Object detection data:

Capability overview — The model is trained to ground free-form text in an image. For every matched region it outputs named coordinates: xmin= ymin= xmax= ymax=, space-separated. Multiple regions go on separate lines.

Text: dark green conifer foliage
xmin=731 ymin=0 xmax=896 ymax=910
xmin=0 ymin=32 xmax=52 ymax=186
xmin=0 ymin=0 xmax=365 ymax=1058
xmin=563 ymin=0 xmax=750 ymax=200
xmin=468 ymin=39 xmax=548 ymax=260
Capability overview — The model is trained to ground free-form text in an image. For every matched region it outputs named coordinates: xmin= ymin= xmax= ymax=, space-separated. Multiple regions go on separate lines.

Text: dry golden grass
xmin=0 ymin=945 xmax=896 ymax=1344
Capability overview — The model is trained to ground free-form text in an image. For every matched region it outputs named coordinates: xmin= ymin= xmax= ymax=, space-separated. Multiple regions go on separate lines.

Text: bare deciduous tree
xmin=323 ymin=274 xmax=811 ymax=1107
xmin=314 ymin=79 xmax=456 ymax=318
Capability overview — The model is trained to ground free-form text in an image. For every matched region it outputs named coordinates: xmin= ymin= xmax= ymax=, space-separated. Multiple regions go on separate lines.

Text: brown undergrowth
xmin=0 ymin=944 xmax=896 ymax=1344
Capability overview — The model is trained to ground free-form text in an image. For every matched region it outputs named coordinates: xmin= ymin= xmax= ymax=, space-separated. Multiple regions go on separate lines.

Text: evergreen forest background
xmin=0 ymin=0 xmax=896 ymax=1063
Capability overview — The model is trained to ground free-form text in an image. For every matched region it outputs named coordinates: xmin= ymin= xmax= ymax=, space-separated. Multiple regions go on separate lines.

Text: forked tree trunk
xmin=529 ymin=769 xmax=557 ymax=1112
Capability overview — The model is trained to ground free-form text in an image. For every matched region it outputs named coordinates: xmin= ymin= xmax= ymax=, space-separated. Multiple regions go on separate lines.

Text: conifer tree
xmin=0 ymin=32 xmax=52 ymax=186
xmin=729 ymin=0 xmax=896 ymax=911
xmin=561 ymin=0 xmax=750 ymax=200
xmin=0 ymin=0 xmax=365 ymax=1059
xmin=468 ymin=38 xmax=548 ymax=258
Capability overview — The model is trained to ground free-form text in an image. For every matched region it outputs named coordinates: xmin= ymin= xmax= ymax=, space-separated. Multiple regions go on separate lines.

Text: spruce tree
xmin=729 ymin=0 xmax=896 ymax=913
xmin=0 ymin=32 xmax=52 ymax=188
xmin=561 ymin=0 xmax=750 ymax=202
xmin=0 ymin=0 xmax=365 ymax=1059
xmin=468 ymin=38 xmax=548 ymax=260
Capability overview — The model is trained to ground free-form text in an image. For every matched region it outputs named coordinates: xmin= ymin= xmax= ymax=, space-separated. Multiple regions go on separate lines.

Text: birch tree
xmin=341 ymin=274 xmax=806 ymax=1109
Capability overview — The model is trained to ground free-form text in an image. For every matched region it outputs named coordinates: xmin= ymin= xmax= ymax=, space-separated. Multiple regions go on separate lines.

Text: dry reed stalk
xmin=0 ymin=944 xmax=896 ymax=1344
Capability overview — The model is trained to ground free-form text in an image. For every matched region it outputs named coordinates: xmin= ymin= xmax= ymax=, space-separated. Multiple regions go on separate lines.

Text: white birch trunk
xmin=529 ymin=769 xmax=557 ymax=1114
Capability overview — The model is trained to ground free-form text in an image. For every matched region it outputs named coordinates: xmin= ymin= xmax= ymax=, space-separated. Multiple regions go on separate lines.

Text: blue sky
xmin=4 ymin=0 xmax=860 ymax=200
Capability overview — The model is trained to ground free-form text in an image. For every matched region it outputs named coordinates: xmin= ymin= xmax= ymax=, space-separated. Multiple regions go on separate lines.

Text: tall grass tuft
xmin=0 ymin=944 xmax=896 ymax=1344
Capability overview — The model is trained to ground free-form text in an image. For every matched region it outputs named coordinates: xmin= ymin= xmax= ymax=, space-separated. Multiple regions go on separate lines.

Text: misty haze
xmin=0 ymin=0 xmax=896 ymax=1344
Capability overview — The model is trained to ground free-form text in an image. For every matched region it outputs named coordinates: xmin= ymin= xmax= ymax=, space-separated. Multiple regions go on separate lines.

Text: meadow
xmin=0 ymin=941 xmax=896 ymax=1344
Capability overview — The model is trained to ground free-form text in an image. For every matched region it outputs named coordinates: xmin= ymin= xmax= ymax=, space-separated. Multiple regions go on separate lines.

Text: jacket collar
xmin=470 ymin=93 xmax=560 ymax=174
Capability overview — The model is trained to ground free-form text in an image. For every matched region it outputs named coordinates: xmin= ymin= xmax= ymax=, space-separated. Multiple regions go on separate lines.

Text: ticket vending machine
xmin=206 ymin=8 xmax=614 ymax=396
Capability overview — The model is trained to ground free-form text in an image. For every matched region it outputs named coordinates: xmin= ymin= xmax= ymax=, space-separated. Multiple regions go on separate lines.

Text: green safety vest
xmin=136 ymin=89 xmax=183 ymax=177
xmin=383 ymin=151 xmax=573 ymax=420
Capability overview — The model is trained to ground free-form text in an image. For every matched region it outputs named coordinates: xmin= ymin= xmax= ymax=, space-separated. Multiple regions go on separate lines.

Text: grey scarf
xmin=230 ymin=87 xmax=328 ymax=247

▶ _YOUR OBJECTIVE_: Return every line of the records above verbatim, in the same order.

▶ _ANSWER TO THIS TASK_:
Capability overview — The model is trained to ground free-form text in an image. For every matched region it outputs named coordinates: xmin= ymin= xmax= ymax=, space-separated. Multiple regions go on separate lines.

Text: dark green conifer foliage
xmin=731 ymin=0 xmax=896 ymax=910
xmin=0 ymin=32 xmax=52 ymax=186
xmin=0 ymin=0 xmax=365 ymax=1058
xmin=563 ymin=0 xmax=750 ymax=200
xmin=468 ymin=39 xmax=548 ymax=260
Capability overview — The model is trained to ground free-form text in an image. For every matched region it outputs named coordinates: xmin= ymin= xmax= ymax=, space-separated. Multiple regions go on separate lines.

Text: dry golden grass
xmin=0 ymin=945 xmax=896 ymax=1344
Capability overview — The model is trained to ground free-form text in an image. For every matched region it outputs named coordinates: xmin= ymin= xmax= ymax=, space-separated. Multiple regions go on separate lines.

Text: bare deciduous tree
xmin=323 ymin=274 xmax=811 ymax=1107
xmin=314 ymin=79 xmax=456 ymax=318
Capability overview — The model is trained to ground free-form text in an image. For every matched region it outputs named coordinates: xmin= ymin= xmax= ymax=, space-separated. Multiple regions go on separate lines.

Text: brown undergrowth
xmin=0 ymin=944 xmax=896 ymax=1344
Capability overview — The model is trained to ground free-form text in an image. For every matched region it outputs named coordinates: xmin= ymin= xmax= ymax=, space-separated. Multiple regions go on separate lines.

Text: evergreen forest background
xmin=0 ymin=0 xmax=896 ymax=1063
Capability overview — The model is trained to ground free-form text in an image. For every matched region it outputs named coordinates: xmin= ymin= xmax= ymax=, space-separated. Multiple regions go on separate lines.

Text: forked tree trunk
xmin=529 ymin=769 xmax=557 ymax=1112
Capability overview — The model is trained to ground free-form text in an image. For every matched region it outputs named coordinates: xmin= ymin= xmax= ymax=, space-separated. Multiple regions go on separate lines.

Text: conifer tree
xmin=0 ymin=32 xmax=52 ymax=186
xmin=729 ymin=0 xmax=896 ymax=911
xmin=561 ymin=0 xmax=750 ymax=200
xmin=0 ymin=0 xmax=365 ymax=1059
xmin=468 ymin=38 xmax=548 ymax=258
Capability overview — The model is trained to ground free-form text in an image. For every matched region it outputs named coordinates: xmin= ymin= xmax= ymax=, space-separated. Multiple regions go on separate lines.

Text: spruce tree
xmin=729 ymin=0 xmax=896 ymax=913
xmin=0 ymin=32 xmax=52 ymax=188
xmin=561 ymin=0 xmax=750 ymax=202
xmin=0 ymin=0 xmax=365 ymax=1059
xmin=468 ymin=38 xmax=548 ymax=260
Capability overview — The model is trained to ground free-form text in an image. For every matched region it outputs named coordinates: xmin= ymin= xmax= ymax=, space-separated. Multiple regions go on separate lines.

Text: birch tree
xmin=341 ymin=274 xmax=806 ymax=1109
Capability overview — The model is trained to ground free-form text in an image. For every matched region it outputs named coordinates: xmin= ymin= xmax= ymax=, space-separated. Multiple regions go on separate lines.

Text: dry reed stalk
xmin=0 ymin=944 xmax=896 ymax=1344
Capability overview — The model is trained to ground free-form text in an image. For every matched region it outputs named coordinates: xmin= ymin= xmax= ymax=, space-separated. Multiple regions go on separate lines.

Text: white birch trunk
xmin=529 ymin=769 xmax=557 ymax=1114
Capability overview — The model is trained to ground free-form text in an image. For every matched region it outputs named coordinates: xmin= ymin= xmax= ymax=, space-separated. Multiple regions go on separate lines.

Text: blue sky
xmin=4 ymin=0 xmax=860 ymax=200
Capability overview — The model is trained to ground free-form text in an image. For every matched region it outputs named coordinates: xmin= ymin= xmax= ymax=, space-separated. Multiple regions go on separate lines.

Text: tall grass tuft
xmin=0 ymin=944 xmax=896 ymax=1344
Capability overview — The model is trained to ground free-form text in an image. For every matched region it outputs named coordinates: xmin= ymin= xmax= ymax=, space-separated. Multiple regions go on separate lines.

Text: misty haze
xmin=0 ymin=0 xmax=896 ymax=1344
Capability overview — The model is trained to ground free-form text in an image. For every matched region it outputs named coordinates: xmin= ymin= xmax= ymax=, space-separated. Multiple regions go on separate lines.

Text: meadow
xmin=0 ymin=941 xmax=896 ymax=1344
Capability overview — The model is trained to ground free-form text in an image. For every matched region it outputs named coordinates: xmin= ymin= xmax= ymax=, space-separated. Multiple regions go on separate lines.

Text: jacket collar
xmin=470 ymin=93 xmax=560 ymax=174
Capability overview — The model is trained to ground free-form text in an image. For every matched region it outputs named coordinates: xmin= ymin= xmax= ymax=, space-separated. Multiple regions go on separate lines.

Text: ticket vending machine
xmin=206 ymin=8 xmax=614 ymax=396
Capability overview — The model is trained to ground free-form text in an image. For every matched region it outputs named coordinates: xmin= ymin= xmax= ymax=, space-separated. Multiple regions go on separate lines.

Text: green safety vest
xmin=136 ymin=89 xmax=183 ymax=177
xmin=383 ymin=151 xmax=573 ymax=420
Capability overview — The model is trained to ground free-form text in an image. For every matched region it outputs named coordinates: xmin= ymin= xmax= ymax=, space-separated. Multiple regions go on separate lines.

Text: grey scarf
xmin=230 ymin=87 xmax=328 ymax=247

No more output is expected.